=== WHAT IS ASKED ===
Edit the material below so that each "even-odd" becomes "nonzero", and keep every other line and character unchanged.

---+---

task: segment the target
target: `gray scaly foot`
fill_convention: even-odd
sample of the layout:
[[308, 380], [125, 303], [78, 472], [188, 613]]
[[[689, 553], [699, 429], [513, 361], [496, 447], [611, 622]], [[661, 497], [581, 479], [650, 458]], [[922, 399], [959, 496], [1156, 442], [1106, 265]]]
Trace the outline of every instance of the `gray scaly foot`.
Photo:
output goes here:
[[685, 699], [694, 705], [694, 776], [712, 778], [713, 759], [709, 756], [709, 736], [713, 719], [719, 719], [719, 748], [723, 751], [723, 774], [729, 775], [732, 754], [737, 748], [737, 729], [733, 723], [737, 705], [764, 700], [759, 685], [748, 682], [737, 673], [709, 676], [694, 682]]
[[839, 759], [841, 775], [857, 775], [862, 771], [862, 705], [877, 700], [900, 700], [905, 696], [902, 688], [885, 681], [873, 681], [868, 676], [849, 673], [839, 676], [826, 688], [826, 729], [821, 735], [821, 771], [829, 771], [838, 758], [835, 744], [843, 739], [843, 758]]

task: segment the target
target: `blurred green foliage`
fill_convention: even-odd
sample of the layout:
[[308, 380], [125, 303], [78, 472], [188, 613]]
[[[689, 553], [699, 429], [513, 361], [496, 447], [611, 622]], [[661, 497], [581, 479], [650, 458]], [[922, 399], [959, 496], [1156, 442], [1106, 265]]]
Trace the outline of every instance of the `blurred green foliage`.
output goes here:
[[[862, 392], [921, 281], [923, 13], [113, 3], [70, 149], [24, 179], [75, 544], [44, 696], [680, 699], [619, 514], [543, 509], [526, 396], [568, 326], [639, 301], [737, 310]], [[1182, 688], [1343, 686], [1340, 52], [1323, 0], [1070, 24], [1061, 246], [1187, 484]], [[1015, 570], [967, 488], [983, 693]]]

---+---

=== TASK RESPONSE ===
task: segment the target
target: `gray scaly foot`
fill_convention: nonzero
sample of the layout:
[[308, 380], [125, 303], [78, 472], [188, 613]]
[[[689, 553], [699, 429], [513, 361], [496, 447], [611, 622]], [[661, 497], [581, 479], [650, 458]], [[922, 399], [959, 496], [1156, 442], [1106, 265]]]
Trace the outline of every instance of the `gray scaly foot`.
Photo:
output goes here:
[[685, 699], [694, 705], [694, 776], [712, 778], [713, 759], [709, 756], [709, 736], [713, 719], [719, 719], [719, 748], [723, 751], [723, 774], [729, 775], [732, 754], [737, 748], [737, 729], [733, 723], [737, 705], [764, 700], [759, 685], [748, 682], [737, 673], [709, 676], [694, 682]]
[[839, 759], [841, 775], [857, 775], [862, 771], [862, 705], [877, 700], [900, 700], [905, 696], [902, 688], [885, 681], [873, 681], [868, 676], [849, 673], [839, 676], [826, 688], [826, 729], [821, 735], [821, 771], [829, 771], [838, 758], [835, 744], [843, 739], [843, 758]]

task: segment the target
target: `blurred green foliage`
fill_convention: nonzero
sample of the layout:
[[308, 380], [125, 303], [78, 472], [188, 613]]
[[[689, 553], [699, 429], [513, 361], [496, 447], [611, 622]], [[661, 497], [581, 479], [650, 458]], [[922, 399], [959, 496], [1156, 442], [1106, 265]]]
Trace the outline of every instance of the `blurred green foliage`.
output goes here:
[[[862, 392], [921, 281], [923, 13], [113, 3], [70, 149], [24, 179], [75, 544], [44, 696], [680, 699], [619, 514], [543, 509], [526, 396], [568, 326], [639, 301], [737, 310]], [[1182, 688], [1343, 686], [1340, 52], [1323, 0], [1070, 24], [1061, 246], [1187, 484]], [[1015, 570], [967, 488], [983, 693]]]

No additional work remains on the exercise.